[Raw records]

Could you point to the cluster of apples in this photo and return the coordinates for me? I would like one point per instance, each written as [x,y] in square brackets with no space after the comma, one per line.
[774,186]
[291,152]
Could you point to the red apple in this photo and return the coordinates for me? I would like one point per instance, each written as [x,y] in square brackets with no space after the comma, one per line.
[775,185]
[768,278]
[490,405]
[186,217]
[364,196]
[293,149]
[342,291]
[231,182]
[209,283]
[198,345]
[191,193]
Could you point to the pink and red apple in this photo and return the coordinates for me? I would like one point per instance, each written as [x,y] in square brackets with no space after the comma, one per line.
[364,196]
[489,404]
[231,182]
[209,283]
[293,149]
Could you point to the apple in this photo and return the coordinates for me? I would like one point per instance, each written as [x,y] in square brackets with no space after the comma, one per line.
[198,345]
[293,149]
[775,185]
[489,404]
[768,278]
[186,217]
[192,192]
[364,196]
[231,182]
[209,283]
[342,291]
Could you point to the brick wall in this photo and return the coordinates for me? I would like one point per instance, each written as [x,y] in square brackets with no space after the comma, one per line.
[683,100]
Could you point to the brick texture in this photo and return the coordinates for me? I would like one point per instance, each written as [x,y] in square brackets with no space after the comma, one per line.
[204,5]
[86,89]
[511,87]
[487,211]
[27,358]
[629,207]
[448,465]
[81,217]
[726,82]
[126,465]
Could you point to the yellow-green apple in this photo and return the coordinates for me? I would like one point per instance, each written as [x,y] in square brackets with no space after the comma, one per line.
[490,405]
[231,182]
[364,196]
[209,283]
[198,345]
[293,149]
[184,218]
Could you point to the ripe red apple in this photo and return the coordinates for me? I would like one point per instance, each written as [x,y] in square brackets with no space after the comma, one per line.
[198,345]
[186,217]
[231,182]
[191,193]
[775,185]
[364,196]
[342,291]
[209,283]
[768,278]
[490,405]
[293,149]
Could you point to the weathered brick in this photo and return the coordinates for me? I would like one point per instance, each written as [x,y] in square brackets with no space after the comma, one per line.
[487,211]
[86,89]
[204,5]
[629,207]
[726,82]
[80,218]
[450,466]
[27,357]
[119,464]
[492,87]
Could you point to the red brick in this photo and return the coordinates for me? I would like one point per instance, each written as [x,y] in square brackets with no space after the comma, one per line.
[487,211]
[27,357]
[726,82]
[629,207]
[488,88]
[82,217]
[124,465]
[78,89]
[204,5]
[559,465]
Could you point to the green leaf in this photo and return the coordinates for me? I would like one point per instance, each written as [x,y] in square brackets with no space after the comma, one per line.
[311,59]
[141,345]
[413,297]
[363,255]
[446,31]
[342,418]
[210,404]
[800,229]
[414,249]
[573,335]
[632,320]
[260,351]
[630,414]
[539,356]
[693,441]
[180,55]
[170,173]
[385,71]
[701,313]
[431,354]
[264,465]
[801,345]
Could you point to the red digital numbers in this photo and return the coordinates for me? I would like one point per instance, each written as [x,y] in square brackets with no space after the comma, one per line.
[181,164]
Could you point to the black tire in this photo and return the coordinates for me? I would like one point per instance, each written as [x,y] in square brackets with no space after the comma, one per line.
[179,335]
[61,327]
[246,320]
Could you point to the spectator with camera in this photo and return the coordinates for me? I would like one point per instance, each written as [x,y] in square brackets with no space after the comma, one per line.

Work to be completed >>
Recopy the entries above exactly, with every line included.

Answer below >>
Could you point to the cluster of apples in this photo and return the coordinates for me? I would like one point per instance, each written as [x,y] in square brackets with no space after the comma, one per line.
[774,186]
[291,152]
Could you point to the red apple in this photo and return the coordinates for me? I would like one point per instance, each written as [x,y] in square brackets with no space after the comma, one per line.
[775,185]
[768,278]
[490,405]
[186,217]
[364,196]
[293,149]
[342,291]
[231,182]
[209,283]
[198,345]
[191,193]
Could you point to the pink and red apple in this photo and return the coordinates for me? I would like one point per instance, each written as [x,y] in square brackets with no space after the comma, one per line.
[364,196]
[489,404]
[231,182]
[209,283]
[293,149]
Could you point to the apple in this photo and return the coordinates for me? I would like one point per instance, each written as [x,y] in square brackets with no space after the comma, one per line.
[198,345]
[293,149]
[775,185]
[489,404]
[768,278]
[186,217]
[192,192]
[364,196]
[231,182]
[209,283]
[342,291]
Could you point to the brick wall in this photo and return the coordinates for me? I would like one point per instance, each written as [x,y] in square brackets with no space after the comma, one per line.
[683,100]
Could you point to the brick texture in this photo and return the coordinates for me? I would like one point per instance, each written as [x,y] in square brackets with no space after the comma, one per line.
[204,5]
[86,89]
[511,87]
[487,211]
[27,358]
[629,207]
[448,465]
[81,217]
[726,82]
[126,465]
Could you point to the yellow-green apple in this photo and return the coordinates for me? I would like one point per instance, each written as [x,y] in square brackets with no space after the comma, one per line.
[490,405]
[231,182]
[364,196]
[209,283]
[198,345]
[293,149]
[184,218]
Could you point to the ripe red apple in this photo and return the coordinates for me? I would like one point per instance, each written as [x,y] in square brackets with no space after the comma, one per line.
[198,345]
[186,217]
[231,182]
[191,193]
[775,185]
[364,196]
[342,291]
[209,283]
[768,278]
[490,405]
[293,149]
Could you point to the weathered brick in this photo and return the coordinates for me? I would like one point per instance, each written as [x,y] in square brackets with no space after the comma, one per line.
[487,211]
[86,89]
[204,5]
[629,207]
[726,82]
[80,218]
[450,466]
[27,357]
[119,464]
[492,87]
Could you point to the red brick in this photo and return the coordinates for me? I would like one point per instance, each written as [x,y] in square brackets with no space after the comma, one per line.
[487,211]
[27,357]
[726,82]
[629,207]
[488,88]
[82,217]
[124,465]
[78,89]
[204,5]
[559,465]
Could you point to the green leaf in this photo and return the coordinates for me? I would like one point per instance, each written as [x,y] in square brackets with no space after the comma, one per line.
[311,59]
[141,345]
[413,297]
[363,255]
[446,31]
[342,418]
[210,404]
[800,229]
[414,249]
[573,335]
[632,320]
[260,351]
[630,414]
[539,356]
[693,441]
[180,55]
[170,173]
[385,71]
[701,313]
[431,354]
[264,465]
[801,345]
Could you point to the red digital numbers in this photo and return the coordinates for me? I would like one point per instance, each written as [x,y] in square brackets with no space after the comma, one per line.
[181,164]
Could you point to the black tire in this photo and return the coordinates for me? I would like one point per instance, each written as [x,y] in square brackets with no space after the comma, one per line.
[179,335]
[61,327]
[246,320]
Could you point to the spectator with camera in this photo and return the coordinates for me? I would like one point per instance, each written as [x,y] in square brackets with no space after the comma, one per line.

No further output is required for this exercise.